*Activity:*
Below are entries; copy exactly the lines from the one with "TARGET = decorative object on dresser" through the one with "TARGET = white nightstand drawer", both included, and leave out the rest.

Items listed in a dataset

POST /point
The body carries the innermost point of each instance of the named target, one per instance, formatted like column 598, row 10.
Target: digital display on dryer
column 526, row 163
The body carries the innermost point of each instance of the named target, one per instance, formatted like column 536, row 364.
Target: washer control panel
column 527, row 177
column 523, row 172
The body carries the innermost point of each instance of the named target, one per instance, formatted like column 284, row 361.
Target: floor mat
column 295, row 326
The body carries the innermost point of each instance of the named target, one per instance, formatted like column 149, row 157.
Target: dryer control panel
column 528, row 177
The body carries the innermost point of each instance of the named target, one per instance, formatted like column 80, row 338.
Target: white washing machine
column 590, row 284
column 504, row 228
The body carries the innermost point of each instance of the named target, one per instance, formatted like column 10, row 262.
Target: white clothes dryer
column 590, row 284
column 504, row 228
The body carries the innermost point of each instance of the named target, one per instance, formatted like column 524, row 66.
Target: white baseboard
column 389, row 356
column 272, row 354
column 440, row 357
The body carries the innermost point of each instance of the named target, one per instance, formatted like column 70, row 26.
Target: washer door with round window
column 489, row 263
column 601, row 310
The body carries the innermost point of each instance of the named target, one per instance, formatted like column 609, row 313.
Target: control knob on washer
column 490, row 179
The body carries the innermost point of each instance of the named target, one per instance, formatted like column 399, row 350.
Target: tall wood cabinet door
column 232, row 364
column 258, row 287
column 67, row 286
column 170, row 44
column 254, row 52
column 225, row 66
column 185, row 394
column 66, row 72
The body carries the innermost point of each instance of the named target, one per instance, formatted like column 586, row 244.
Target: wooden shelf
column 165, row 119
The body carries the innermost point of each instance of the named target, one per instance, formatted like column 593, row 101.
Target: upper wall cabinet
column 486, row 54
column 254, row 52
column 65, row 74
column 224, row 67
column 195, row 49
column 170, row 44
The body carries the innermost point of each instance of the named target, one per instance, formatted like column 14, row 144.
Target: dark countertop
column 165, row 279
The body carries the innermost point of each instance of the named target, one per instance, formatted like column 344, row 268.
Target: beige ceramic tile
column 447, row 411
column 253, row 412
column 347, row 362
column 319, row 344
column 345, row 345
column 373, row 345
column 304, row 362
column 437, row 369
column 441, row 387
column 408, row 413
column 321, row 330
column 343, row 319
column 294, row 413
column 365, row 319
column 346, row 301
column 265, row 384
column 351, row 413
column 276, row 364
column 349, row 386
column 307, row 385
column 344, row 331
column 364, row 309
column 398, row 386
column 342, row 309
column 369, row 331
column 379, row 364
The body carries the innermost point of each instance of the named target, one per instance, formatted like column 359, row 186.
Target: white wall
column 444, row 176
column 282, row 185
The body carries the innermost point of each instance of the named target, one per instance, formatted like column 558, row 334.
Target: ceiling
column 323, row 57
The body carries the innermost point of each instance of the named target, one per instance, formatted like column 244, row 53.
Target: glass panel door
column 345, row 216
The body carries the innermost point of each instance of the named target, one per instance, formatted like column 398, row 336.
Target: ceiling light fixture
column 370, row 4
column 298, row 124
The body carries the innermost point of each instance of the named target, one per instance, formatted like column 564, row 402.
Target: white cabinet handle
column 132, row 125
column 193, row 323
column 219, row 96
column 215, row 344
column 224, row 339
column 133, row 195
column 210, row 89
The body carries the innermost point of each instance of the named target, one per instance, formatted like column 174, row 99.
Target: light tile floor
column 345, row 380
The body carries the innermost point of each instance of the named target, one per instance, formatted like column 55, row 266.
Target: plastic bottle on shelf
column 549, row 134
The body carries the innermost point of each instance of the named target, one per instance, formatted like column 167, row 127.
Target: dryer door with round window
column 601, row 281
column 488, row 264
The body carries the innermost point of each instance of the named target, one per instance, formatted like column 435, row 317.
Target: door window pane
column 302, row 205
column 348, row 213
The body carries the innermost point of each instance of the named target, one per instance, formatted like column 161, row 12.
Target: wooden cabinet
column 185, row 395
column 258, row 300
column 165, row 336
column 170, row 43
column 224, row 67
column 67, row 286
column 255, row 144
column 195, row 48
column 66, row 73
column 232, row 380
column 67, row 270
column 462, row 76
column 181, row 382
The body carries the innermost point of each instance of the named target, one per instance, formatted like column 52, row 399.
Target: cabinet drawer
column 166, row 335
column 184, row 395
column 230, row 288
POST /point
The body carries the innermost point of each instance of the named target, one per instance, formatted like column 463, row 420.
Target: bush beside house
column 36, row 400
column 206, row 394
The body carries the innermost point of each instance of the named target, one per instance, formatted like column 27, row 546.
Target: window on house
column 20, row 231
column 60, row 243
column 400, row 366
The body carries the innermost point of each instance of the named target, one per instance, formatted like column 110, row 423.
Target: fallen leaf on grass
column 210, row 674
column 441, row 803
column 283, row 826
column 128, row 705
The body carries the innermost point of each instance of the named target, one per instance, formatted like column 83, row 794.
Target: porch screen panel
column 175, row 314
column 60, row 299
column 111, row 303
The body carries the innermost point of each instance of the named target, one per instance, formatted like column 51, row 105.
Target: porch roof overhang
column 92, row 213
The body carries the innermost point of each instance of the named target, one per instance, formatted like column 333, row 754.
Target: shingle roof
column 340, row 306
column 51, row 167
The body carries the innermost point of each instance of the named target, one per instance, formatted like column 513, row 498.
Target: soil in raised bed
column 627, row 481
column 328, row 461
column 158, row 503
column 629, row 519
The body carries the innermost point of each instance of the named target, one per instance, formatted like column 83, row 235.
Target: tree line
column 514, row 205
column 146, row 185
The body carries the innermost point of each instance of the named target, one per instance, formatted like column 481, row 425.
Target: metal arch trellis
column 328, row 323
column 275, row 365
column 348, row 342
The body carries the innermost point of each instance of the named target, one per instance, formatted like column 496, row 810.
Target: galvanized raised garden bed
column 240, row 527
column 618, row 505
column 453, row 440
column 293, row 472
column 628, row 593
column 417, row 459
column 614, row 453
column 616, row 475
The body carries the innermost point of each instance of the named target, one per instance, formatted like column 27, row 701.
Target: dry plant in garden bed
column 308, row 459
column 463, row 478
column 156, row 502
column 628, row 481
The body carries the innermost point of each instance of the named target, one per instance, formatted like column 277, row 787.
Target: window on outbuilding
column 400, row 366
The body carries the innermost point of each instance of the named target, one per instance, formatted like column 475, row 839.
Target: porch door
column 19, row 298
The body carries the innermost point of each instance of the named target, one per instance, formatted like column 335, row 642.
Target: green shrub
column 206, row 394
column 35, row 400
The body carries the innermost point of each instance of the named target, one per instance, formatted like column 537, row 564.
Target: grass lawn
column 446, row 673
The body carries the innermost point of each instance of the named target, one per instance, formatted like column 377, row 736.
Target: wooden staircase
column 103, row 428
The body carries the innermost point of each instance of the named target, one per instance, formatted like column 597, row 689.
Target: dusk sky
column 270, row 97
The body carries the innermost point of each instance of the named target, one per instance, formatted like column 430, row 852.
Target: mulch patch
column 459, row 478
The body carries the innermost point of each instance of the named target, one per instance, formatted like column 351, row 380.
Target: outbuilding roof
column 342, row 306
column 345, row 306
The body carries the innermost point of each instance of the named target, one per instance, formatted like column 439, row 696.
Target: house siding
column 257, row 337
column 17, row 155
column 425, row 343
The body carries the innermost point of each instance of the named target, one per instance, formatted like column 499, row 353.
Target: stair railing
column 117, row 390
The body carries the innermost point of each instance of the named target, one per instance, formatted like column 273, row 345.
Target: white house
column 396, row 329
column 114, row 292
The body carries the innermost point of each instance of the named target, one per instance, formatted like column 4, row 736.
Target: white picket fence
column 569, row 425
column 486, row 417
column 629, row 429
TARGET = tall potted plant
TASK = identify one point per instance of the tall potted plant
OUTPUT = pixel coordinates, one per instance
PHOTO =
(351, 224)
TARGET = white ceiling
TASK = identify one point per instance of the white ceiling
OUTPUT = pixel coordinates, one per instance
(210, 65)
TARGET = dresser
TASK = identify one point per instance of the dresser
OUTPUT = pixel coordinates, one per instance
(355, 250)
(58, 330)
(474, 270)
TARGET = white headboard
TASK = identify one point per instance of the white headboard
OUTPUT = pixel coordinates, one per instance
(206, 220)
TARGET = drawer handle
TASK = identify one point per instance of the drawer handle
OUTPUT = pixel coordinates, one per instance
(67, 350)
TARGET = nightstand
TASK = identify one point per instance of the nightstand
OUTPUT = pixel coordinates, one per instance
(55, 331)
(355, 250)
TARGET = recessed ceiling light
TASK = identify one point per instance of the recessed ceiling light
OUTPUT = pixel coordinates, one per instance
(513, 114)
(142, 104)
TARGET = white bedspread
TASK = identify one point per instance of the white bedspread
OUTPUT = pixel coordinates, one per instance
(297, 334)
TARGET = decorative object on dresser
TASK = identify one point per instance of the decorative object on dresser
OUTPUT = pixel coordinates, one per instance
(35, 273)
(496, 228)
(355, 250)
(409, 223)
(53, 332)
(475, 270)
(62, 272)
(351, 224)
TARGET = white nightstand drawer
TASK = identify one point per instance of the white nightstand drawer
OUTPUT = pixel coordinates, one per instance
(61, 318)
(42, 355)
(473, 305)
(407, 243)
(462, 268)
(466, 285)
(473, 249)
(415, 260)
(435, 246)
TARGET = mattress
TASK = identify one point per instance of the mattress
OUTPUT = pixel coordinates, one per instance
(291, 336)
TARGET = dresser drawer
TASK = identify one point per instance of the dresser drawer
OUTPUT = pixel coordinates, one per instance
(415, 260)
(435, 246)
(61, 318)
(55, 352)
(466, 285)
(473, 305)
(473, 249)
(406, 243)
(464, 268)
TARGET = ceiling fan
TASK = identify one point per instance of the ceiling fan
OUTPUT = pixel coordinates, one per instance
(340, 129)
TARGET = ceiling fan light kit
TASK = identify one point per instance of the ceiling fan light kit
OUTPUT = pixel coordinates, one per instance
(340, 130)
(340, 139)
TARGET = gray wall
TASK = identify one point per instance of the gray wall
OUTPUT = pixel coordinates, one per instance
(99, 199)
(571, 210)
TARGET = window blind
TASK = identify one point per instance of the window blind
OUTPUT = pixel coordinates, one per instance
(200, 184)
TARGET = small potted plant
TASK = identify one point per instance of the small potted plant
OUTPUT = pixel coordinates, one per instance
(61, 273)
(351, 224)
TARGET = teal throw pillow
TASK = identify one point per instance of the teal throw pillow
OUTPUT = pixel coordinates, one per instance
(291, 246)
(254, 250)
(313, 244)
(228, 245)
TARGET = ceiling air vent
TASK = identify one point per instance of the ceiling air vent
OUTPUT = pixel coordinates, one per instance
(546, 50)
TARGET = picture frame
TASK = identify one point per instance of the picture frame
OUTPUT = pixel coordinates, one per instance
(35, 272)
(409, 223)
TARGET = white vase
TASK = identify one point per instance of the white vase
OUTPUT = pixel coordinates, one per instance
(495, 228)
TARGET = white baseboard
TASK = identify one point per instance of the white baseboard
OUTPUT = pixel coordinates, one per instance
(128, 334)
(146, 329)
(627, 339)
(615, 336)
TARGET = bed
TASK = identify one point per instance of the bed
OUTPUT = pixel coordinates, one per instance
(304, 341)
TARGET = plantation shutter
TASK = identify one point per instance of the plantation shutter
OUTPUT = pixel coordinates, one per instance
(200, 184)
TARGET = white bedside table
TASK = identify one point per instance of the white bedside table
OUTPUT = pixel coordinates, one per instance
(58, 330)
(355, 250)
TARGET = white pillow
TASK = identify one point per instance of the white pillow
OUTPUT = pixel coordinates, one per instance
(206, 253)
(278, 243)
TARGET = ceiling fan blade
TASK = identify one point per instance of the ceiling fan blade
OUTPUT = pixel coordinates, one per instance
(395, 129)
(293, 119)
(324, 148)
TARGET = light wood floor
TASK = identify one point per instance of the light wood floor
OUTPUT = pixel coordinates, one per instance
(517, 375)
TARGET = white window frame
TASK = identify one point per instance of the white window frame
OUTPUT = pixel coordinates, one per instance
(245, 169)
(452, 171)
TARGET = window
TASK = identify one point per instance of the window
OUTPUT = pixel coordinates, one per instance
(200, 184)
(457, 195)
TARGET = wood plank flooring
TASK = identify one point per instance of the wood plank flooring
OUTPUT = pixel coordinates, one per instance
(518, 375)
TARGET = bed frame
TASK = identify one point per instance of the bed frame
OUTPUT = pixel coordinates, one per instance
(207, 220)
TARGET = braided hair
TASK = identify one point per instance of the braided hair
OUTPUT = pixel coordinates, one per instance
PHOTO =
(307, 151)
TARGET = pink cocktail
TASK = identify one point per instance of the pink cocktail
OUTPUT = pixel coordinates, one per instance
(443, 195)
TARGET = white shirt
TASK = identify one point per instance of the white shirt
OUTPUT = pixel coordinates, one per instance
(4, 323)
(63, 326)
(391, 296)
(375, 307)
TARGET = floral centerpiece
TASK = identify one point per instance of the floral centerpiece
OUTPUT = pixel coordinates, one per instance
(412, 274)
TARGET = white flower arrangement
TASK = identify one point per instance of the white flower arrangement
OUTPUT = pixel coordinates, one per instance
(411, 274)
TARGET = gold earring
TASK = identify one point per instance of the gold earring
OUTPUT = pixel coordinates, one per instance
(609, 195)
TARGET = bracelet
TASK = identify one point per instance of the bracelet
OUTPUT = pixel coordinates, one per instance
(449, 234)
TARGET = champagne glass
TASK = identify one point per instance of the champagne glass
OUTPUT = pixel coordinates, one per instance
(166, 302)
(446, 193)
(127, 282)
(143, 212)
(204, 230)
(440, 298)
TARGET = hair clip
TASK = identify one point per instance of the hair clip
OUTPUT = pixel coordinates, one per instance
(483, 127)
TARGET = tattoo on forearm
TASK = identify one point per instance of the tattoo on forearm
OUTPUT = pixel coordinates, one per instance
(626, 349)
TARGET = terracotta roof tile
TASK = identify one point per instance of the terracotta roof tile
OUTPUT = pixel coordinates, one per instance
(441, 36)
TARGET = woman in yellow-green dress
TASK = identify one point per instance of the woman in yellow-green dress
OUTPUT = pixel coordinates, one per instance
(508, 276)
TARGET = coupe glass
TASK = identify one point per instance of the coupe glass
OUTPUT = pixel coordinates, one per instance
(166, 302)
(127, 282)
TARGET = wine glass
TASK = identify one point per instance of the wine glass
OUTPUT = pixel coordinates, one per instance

*Completed task:*
TARGET = decorative object on dresser
TASK = identify one point per instance of the decorative object on dresser
OUTPUT = pixel coordinates, one per instance
(35, 273)
(496, 228)
(355, 250)
(409, 223)
(53, 332)
(475, 270)
(62, 272)
(351, 224)
TARGET = white nightstand drawer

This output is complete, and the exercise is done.